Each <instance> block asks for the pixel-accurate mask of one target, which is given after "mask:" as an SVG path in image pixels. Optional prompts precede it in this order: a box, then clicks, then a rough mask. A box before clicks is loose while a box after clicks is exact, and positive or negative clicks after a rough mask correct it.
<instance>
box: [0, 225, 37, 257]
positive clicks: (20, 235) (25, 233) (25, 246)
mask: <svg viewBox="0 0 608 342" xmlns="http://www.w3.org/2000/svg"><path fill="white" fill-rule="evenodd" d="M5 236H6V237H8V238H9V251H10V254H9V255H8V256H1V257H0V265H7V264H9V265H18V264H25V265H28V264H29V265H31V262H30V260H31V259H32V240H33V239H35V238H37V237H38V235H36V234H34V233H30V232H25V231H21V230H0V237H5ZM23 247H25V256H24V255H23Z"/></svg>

* **Task to carry out**: Copy out each line of the entries above that holds "instance".

* **Answer section**:
Each <instance> block asks for the pixel-accurate mask of one target, which is given after "mask:" as an SVG path in image pixels. Optional prompts precede it in this order: a box, then clicks, then a rough mask. A box before clicks is loose while a box after clicks is exact, and positive or negative clicks after a rough mask correct it.
<instance>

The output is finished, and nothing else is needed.